◆ **Prompt**:
In the framework setup guide below, rewrite the paragraph beginning "Example Framework Description Explanation" as a shorter bulleted list that keeps its main facts.

◆ **Supplied text**:
- Different TaskRoles compose a Framework
- Same Tasks compose a TaskRole
- A User Service executed by all Tasks in a TaskRole
-
Prepare Framework
-
Upload Framework Executable to HDFS
Upload the Example Framework Executable to HDFS:
hadoop fs -mkdir -p /ExampleFramework/ hadoop fs -put -f ExampleFramework.sh /ExampleFramework/
-
Write Framework Description File
Just use the Example Framework Description File.
Example Framework Description Explanation: • The Example Framework with Version 1 contains 1 TaskRole named LRSMaster. • LRSMaster contains 2 Tasks and they will be executed for LRSMaster's TaskService. • LRSMaster's TaskService with Version 1 is defined by its EntryPoint, SourceLocations and Resource. • The EntryPoint and SourceLocations defines the Service's corresponding Executable which needs to be ran inside Containers. • The Resource defines the Container Resource Guarantee / Limitation.
-
-
Launch Framework
Launcher Service need to be started before Launch Framework.
See README to Start Launcher Service
See Root URI to get {LauncherAddress}
HTTP PUT the Framework Description File as json to:
http://{LauncherAddress}/v1/Frameworks/ExampleFramework
For example, with curl, you can execute below cmd line:
curl -X PUT http://{LauncherAddress}/v1/Frameworks/ExampleFramework -d @ExampleFramework.json --header "Content-Type: application/json"

◆ **Supplied information**:

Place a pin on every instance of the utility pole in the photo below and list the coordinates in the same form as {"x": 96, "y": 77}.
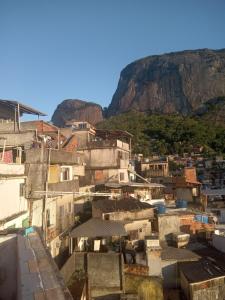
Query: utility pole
{"x": 45, "y": 198}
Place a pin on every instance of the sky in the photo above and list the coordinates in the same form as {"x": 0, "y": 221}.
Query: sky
{"x": 52, "y": 50}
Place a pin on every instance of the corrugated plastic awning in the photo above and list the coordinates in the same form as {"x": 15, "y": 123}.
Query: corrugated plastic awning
{"x": 98, "y": 227}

◆ **Response to the task**:
- The Example Framework (Version 1) has one TaskRole, LRSMaster.
- LRSMaster has 2 Tasks, which run LRSMaster's TaskService.
- The TaskService (Version 1) is defined by its EntryPoint, SourceLocations and Resource.
- EntryPoint and SourceLocations define the Executable to run inside Containers.
- Resource defines the Container Resource Guarantee / Limitation.